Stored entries
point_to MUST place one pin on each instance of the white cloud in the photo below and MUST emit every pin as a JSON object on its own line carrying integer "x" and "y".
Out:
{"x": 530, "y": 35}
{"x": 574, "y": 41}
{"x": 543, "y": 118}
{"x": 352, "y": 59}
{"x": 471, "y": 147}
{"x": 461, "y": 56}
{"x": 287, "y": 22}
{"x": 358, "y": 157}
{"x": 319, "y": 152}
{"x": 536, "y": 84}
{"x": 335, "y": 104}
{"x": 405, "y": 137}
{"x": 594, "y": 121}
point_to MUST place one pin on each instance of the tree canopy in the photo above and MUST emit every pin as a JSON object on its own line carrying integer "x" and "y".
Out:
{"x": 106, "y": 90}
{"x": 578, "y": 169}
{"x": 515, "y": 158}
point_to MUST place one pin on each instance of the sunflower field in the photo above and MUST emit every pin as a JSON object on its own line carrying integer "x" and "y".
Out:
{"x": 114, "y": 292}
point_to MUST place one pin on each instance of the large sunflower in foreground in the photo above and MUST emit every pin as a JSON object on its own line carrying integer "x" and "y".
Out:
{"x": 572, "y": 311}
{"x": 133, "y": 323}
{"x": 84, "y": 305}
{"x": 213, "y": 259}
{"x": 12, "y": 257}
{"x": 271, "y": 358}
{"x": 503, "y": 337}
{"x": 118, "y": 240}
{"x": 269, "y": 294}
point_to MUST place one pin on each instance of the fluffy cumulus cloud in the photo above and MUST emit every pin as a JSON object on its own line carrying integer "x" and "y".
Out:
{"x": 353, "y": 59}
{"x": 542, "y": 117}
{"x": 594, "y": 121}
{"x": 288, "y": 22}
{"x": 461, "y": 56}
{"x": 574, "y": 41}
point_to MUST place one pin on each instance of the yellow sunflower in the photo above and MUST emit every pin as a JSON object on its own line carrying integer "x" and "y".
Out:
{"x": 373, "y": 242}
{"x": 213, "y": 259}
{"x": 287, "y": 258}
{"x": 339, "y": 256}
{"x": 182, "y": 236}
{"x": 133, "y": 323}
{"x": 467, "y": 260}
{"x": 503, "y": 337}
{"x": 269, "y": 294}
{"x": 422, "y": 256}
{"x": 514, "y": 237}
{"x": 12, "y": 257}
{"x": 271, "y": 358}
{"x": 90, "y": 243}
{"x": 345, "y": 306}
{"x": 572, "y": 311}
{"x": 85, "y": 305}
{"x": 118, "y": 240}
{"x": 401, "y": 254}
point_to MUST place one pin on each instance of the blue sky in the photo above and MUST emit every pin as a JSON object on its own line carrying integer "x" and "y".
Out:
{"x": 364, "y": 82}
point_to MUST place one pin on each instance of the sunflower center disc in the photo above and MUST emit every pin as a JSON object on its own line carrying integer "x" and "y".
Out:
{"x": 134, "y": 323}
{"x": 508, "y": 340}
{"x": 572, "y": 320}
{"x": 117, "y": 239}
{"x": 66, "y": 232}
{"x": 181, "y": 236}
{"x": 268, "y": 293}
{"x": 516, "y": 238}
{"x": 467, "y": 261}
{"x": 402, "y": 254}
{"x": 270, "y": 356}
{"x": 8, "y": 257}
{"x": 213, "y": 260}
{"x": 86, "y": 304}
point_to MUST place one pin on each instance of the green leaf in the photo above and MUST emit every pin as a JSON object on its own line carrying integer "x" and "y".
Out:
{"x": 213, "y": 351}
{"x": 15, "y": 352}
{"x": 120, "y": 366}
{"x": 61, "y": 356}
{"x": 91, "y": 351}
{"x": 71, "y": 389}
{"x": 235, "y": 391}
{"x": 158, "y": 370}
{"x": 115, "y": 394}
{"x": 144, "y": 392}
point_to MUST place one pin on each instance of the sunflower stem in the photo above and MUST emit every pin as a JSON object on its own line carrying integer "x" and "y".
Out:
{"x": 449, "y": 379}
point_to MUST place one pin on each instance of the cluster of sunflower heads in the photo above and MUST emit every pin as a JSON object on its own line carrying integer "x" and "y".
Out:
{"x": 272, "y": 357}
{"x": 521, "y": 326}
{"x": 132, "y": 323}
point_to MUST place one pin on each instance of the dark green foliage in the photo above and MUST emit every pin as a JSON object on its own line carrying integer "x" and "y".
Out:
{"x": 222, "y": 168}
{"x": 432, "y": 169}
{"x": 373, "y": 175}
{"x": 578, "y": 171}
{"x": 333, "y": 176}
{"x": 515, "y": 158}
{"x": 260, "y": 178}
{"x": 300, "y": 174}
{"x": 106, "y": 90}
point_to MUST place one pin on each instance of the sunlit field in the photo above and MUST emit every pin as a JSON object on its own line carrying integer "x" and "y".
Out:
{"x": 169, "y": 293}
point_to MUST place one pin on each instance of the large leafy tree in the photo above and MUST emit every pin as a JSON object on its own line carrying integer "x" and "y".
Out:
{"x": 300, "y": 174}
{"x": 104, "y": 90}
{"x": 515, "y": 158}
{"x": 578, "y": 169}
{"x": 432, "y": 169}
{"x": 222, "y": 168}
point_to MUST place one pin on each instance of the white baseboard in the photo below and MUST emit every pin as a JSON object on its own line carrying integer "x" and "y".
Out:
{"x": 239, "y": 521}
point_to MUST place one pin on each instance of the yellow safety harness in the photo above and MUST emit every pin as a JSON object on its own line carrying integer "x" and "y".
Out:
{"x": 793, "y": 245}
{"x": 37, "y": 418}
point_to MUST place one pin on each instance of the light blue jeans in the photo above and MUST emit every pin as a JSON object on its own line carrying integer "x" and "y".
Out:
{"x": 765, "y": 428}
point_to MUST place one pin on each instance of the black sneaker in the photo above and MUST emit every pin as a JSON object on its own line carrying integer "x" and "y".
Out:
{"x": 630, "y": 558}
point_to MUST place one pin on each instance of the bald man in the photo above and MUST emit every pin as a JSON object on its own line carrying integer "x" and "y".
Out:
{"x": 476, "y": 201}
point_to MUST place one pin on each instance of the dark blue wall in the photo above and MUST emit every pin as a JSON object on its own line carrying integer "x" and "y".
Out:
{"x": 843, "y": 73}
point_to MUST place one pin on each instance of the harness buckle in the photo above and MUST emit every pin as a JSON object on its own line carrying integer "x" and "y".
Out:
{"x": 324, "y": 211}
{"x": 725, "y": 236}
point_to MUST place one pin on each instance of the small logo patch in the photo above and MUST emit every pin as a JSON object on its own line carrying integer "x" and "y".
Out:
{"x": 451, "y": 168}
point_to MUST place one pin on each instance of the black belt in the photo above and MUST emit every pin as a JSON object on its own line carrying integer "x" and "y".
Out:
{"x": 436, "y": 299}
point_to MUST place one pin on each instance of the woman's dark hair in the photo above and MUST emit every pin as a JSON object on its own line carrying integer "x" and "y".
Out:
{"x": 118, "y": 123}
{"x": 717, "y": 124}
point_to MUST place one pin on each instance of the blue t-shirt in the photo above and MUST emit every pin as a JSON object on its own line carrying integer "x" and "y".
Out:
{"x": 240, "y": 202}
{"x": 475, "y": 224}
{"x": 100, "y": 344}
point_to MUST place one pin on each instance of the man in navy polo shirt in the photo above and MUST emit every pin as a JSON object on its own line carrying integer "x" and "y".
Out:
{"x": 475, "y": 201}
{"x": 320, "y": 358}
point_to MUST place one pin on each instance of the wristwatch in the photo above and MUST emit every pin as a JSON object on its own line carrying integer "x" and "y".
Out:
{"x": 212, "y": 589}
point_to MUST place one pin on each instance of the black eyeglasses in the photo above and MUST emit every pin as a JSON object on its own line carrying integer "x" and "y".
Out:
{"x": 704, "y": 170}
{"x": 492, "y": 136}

TASK TO COMPLETE. Copy out the records above character for character, starting at the line containing "the black eyeglasses" and continuing through the last line of the records.

SOLUTION FOR THIS PROBLEM.
point_to MUST place one pin on each instance of the black eyeglasses in the photo above and MUST emit every pin as a JSON object on its own line carrying integer "x" and "y".
Out:
{"x": 704, "y": 170}
{"x": 492, "y": 136}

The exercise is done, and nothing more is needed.